ТЕКСТ ДЛЯ ЧТЕНИЯ:
○ ○ ○ ○

Выпуск № 5 | 1966 (330)

Если бы доклад был написан не для международной аудитории, его основное содержание осталось бы тем же, но акценты могли бы быть несколько иными. Ведь никто у нас не утверждает — ни в печати, ни на собраниях, — что тональная музыка отжила свой век, что музыку Прокофьева и Шостаковича надо сдать в архив. Подавляющее большинство наших композиторов пишет только тональную музыку, нет у нас оформившихся авангардистских течений, не говоря уж об авангардистском «терроре». У нас свои задачи, свои проблемы, свои трудности. Мы должны продолжать освоение и развитие всего классического наследия, в том числе и классического наследия ХХ века, должны осваивать новые слои народной музыки и должны, конечно, внимательно, спокойно изучать новые явления, разбираться в них. Действительно, некоторые средства пришли к нам с Запада. Но это не означает, что использование таких средств обязательно туда же на Запад и ведет. Все это гораздо сложнее и требует глубокого анализа. К сожалению, мой доклад не содержит достаточного материала для подобного анализа, как об этом справедливо сказал здесь Д. Житомирский. В докладе нет целостного, комплексного разбора произведений современной Myзыки — ни советской, ни западной. В конце доклада содержится лишь призыв к внимательному, тщательному критическому разбору конкретных явлений.

○ ○ ○ ○

Записи данных:
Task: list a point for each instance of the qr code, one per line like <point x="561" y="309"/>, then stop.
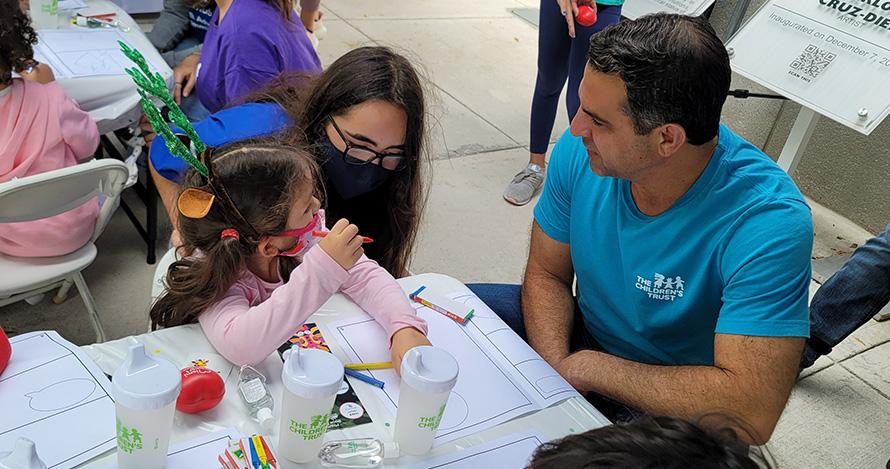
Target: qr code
<point x="812" y="62"/>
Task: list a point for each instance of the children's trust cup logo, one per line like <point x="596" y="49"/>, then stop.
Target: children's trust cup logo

○ ○ ○ ○

ВАША ЗАДАЧА:
Ответьте на вопросы по тексту о докладе.
(а) Какую музыку, по словам автора, пишет подавляющее большинство наших композиторов?
(б) Кто справедливо сказал, что доклад не содержит достаточного материала для анализа?
(в) Что содержится в конце доклада?

ОТВЕТ НА ЗАДАНИЕ:
(а) Только тональную музыку.
(б) Д. Житомирский.
(в) Лишь призыв к внимательному, тщательному критическому разбору конкретных явлений.